-- GIVEN TEXT --
Following the death of Lieutenant Colonel Charles Green, just after the Battle of Chongju, Ferguson was promoted to temporary lieutenant colonel and appointed to command 3 RAR on 8 November 1950. While commanding 3RAR, the battalion participated in the withdrawal from North Korea to south of Seoul, suffered through the bitter winter months, the advances and attacks across the 38th parallel and the Battle of Kapyong in April 1951, where he was awarded the Distinguished Service Order and the battalion was awarded the United States Presidential Unit Citation, before withdrawal to the Han River and a further advance to the Imjin River. He was relieved of command of 3RAR on 5 July 1951 after eight months in command.

-- DATA FOR ANALYSIS --
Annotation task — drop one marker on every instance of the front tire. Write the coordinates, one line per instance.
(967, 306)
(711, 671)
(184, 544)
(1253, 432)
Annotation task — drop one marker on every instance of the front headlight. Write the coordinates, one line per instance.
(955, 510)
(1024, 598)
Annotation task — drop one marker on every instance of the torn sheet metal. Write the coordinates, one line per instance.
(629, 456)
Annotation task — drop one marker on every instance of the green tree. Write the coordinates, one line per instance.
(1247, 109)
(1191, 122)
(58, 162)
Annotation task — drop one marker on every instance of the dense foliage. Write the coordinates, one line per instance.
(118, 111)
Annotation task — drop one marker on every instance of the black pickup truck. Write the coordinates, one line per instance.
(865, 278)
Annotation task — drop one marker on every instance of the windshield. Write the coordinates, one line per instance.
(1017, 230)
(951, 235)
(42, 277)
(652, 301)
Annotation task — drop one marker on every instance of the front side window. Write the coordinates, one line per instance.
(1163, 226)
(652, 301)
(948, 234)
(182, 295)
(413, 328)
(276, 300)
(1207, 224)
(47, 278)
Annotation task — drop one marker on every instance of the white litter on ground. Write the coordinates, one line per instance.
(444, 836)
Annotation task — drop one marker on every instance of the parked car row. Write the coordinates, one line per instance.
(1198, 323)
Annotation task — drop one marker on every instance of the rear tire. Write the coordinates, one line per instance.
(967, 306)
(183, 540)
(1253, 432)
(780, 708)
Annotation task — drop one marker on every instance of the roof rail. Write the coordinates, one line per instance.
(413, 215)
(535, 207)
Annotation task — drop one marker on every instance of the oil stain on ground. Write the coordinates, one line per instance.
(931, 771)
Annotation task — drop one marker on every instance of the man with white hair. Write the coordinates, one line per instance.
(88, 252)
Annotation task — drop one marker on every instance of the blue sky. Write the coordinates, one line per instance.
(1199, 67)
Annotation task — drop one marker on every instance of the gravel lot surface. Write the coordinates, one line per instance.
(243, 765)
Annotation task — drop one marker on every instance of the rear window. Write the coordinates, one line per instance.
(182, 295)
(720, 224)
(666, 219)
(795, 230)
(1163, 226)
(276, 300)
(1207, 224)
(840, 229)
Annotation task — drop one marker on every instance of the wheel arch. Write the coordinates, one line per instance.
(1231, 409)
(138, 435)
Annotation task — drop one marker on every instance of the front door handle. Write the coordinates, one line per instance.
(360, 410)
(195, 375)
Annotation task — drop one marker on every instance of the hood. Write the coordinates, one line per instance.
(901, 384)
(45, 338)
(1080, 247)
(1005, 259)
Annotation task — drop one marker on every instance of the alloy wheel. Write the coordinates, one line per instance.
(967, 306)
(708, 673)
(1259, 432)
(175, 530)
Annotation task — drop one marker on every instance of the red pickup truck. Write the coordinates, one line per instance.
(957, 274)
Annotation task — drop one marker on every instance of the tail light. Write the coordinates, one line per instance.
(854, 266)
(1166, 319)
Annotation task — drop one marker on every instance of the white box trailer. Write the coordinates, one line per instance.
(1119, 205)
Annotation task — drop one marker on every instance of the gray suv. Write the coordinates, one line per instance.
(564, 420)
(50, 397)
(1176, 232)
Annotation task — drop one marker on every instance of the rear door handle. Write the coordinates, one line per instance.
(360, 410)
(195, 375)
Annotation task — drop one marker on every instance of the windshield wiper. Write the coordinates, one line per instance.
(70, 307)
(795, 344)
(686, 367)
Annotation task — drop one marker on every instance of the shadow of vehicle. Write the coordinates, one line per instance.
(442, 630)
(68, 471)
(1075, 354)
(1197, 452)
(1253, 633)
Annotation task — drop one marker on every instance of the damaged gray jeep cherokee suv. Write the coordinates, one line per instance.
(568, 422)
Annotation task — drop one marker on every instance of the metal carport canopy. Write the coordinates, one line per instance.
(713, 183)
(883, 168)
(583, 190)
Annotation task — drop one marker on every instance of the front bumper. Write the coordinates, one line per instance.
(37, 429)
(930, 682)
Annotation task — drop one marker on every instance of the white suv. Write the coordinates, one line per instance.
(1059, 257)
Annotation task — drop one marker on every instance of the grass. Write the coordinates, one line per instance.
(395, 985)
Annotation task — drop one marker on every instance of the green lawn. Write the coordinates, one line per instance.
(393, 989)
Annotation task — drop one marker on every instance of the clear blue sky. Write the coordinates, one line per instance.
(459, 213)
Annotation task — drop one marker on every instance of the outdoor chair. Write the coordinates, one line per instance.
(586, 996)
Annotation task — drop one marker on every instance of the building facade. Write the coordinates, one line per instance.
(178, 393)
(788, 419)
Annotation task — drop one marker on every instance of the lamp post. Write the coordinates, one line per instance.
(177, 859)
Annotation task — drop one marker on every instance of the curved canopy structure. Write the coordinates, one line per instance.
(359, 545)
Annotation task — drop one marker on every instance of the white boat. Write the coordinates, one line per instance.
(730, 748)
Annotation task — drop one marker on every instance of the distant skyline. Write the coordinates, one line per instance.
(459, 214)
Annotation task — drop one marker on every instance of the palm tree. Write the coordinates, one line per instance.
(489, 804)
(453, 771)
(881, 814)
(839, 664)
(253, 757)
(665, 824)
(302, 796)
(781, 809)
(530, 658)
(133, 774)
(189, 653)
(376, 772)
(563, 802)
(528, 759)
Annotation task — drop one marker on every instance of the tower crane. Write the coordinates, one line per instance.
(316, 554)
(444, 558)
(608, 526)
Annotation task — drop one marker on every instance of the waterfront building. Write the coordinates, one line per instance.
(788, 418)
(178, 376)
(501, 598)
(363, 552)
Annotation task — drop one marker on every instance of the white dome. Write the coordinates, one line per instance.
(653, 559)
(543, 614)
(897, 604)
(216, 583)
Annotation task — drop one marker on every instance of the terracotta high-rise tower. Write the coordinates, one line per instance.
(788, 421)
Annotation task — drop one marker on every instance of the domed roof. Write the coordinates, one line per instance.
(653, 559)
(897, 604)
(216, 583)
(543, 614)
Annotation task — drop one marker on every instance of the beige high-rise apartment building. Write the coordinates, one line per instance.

-- EXERCISE TASKS --
**1.** In the passage on Ferguson's command, render this sentence in Spanish: "He was relieved of command of 3RAR on 5 July 1951 after eight months in command."
**2.** Pick up the passage on Ferguson's command of 3 RAR after its final sentence and carry it forward.
The lines above stand apart from the passage on Ferguson's command of 3 RAR and are separate material.

-- TASK ANSWERS --
**1.** Fue relevado del mando del 3RAR el 5 de julio de 1951, tras ocho meses al mando.

**2.**
==Later life==
After his experiences in Korea, Ferguson was appointed to command the 1st Battalion, Royal Australian Regiment, and later the 13th National Service Training Battalion from 1952 to 1953. His promotion to lieutenant colonel was made substantive in October 1957. Ferguson was an instructor from 1959 to 1962 at the Royal Military College, Duntroon in Canberra. He was assigned to the Southeast Asia Treaty Organization from 1963 to 1966 in Bangkok. He retired from the army on 14 April 1967 and was promoted the rank of colonel. After retiring from the armed forces he became secretary of the Union Club, Sydney, from 1969 to 1974.

Ferguson died on 21 December 1988 in Canberra and was survived by his wife and their three sons. According to the Australian Dictionary of Biography, he was "cremated with Anglican rites".